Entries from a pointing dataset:
####
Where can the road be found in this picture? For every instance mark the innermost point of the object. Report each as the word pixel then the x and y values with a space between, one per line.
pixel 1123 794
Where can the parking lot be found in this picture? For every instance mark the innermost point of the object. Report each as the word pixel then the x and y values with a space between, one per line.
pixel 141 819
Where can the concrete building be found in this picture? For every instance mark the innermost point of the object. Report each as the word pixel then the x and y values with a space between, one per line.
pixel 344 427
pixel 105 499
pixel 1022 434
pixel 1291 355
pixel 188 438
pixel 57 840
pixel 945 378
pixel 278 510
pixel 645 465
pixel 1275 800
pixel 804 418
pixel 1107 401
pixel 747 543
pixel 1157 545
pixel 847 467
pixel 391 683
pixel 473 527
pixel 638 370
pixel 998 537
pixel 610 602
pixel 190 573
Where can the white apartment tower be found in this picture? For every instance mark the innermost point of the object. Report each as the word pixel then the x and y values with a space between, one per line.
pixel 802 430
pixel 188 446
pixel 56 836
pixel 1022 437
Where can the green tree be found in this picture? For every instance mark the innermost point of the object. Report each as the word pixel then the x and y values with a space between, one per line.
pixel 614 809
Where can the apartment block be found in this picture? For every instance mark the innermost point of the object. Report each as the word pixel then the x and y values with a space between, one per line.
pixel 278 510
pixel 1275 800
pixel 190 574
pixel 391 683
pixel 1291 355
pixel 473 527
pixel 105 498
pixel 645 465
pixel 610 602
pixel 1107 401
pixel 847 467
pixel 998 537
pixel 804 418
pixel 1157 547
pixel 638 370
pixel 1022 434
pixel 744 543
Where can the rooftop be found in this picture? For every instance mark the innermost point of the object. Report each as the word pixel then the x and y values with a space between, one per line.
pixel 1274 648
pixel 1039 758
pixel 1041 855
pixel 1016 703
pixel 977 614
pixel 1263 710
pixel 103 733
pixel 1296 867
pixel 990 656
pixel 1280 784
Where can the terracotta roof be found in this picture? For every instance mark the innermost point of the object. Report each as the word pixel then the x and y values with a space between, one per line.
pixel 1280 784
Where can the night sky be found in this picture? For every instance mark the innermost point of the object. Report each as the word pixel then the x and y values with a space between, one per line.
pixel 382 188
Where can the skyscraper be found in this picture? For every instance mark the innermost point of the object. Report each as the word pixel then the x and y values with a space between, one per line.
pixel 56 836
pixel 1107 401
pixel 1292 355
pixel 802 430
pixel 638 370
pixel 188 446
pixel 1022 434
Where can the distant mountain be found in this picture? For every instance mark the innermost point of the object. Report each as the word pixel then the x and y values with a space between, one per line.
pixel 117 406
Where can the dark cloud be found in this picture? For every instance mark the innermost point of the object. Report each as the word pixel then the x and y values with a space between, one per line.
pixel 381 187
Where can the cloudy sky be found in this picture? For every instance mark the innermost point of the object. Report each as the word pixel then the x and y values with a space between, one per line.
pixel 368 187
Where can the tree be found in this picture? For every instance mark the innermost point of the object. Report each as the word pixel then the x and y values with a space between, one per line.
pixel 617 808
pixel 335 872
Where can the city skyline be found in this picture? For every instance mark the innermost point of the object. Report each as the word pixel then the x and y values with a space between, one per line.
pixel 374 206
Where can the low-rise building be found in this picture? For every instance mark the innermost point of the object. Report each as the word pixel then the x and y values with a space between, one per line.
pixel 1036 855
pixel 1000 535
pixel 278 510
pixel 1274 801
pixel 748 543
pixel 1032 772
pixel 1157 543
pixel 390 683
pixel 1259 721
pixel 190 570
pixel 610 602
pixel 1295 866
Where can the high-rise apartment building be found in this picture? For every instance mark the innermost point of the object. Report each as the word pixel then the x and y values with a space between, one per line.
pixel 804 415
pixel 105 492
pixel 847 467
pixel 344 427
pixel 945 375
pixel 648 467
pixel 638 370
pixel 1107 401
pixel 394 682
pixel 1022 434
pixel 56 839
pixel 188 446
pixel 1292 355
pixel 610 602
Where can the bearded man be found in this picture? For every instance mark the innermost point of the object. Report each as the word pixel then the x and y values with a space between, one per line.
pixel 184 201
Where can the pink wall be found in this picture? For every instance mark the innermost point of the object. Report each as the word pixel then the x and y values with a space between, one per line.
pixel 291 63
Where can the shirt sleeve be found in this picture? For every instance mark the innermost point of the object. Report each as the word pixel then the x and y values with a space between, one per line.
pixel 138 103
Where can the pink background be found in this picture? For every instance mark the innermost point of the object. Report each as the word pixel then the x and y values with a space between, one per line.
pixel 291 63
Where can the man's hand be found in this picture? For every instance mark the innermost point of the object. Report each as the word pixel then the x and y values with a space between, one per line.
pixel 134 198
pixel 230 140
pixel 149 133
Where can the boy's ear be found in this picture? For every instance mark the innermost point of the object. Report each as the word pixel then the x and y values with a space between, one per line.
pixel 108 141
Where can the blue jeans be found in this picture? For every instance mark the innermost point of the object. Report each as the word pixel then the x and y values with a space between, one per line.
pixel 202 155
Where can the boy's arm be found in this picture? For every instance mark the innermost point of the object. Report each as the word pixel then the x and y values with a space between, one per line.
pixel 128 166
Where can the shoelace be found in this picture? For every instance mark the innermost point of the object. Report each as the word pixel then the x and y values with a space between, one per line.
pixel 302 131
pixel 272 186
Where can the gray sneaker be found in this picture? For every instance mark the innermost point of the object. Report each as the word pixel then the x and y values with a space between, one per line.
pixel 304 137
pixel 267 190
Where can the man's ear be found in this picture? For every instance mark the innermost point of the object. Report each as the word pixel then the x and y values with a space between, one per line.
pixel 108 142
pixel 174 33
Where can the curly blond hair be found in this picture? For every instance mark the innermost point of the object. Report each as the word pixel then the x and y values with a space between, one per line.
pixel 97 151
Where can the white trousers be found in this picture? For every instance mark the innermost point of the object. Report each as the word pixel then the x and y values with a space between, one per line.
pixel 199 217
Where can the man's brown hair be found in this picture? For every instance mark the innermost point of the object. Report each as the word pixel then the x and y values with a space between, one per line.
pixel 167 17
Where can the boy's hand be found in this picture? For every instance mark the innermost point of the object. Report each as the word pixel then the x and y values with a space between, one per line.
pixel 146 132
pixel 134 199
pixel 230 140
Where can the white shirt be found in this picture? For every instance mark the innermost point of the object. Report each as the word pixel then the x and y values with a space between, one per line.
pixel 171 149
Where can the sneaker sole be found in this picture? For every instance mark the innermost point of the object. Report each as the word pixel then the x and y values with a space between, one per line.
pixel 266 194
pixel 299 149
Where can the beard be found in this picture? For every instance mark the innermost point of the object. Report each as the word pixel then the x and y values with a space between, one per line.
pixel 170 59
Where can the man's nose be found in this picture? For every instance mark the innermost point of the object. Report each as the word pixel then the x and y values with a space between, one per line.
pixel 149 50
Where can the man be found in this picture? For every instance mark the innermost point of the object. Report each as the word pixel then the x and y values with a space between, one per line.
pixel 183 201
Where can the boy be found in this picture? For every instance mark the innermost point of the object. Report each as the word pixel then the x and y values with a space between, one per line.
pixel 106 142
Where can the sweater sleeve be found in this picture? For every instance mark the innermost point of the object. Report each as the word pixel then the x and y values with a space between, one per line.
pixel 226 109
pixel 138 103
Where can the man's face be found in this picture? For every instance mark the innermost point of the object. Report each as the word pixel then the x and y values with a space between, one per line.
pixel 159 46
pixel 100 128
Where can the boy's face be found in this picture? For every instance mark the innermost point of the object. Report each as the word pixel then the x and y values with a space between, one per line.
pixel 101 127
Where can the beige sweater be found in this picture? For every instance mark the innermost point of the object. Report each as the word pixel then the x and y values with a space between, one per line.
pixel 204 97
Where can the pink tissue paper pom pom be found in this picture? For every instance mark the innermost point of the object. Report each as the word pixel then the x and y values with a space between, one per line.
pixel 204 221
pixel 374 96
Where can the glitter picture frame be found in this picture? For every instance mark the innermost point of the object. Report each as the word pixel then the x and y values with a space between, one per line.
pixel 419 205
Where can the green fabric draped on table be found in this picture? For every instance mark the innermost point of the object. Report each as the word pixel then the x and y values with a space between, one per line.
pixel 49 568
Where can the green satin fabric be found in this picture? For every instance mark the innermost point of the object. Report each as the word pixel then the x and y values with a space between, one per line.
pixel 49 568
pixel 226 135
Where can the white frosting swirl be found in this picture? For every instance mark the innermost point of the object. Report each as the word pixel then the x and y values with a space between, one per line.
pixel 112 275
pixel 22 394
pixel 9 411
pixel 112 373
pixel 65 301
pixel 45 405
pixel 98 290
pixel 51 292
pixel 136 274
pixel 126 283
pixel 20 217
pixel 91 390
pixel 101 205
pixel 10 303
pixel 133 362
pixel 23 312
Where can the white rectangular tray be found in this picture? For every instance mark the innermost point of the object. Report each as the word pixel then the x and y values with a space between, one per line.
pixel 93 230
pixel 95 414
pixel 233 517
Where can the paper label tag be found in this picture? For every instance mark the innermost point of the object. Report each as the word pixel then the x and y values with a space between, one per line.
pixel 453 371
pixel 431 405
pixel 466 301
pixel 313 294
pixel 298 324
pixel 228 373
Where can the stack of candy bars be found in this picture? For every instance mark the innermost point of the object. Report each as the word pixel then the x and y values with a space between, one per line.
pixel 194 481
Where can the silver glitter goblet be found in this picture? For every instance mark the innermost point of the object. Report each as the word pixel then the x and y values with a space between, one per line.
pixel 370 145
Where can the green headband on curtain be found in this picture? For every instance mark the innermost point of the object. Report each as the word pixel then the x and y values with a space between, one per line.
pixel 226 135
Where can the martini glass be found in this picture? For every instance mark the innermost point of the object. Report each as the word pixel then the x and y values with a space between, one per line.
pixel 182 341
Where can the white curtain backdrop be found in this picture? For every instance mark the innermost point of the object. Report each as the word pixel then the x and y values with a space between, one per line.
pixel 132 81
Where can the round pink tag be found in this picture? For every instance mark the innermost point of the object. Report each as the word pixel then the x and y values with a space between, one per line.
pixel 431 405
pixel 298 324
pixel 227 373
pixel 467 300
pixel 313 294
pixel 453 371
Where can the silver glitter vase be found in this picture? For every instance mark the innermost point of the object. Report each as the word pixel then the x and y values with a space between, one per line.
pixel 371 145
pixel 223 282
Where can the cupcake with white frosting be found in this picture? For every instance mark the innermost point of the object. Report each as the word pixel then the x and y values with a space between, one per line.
####
YOUR GOAL. Duplicate the lines above, beginning with the line that contains "Where can the green fabric" and continuing through the line that contains "pixel 194 481".

OUTPUT FOR THIS EXERCISE.
Where can the green fabric draped on table be found in this picture? For every instance mark the innermost point of the object. Report each as the word pixel then the x and y values with a space between, one per line.
pixel 49 568
Where can the green satin fabric be found in this picture? For every instance mark the innermost point of the object. Report each as the word pixel then the x and y values with a space between, one per line.
pixel 49 568
pixel 226 135
Where can the white frosting swirl be found in this picture? For every instance mark the innermost point of the object. Report each as the word pixel then the x and y values with a space between, one per line.
pixel 112 275
pixel 22 394
pixel 9 411
pixel 112 373
pixel 65 301
pixel 45 405
pixel 98 290
pixel 51 292
pixel 136 274
pixel 126 283
pixel 20 217
pixel 91 390
pixel 101 205
pixel 10 303
pixel 133 362
pixel 23 312
Where can the white rectangular tray be found in this picture? For every instance mark the innermost point of the object. Report each as the word pixel then the x and y values with a space between, one per line.
pixel 93 230
pixel 95 414
pixel 233 517
Where can the paper label tag be found in this picture? For every instance mark the innermost point of the object. Report each as the word pixel then the x and y values with a space between, one per line.
pixel 453 371
pixel 431 405
pixel 466 301
pixel 313 294
pixel 298 324
pixel 228 373
Where can the stack of candy bars be found in this picture? For every instance mark the innermost point of the object. Report each as the word pixel then the x and y values with a space between, one per line.
pixel 194 481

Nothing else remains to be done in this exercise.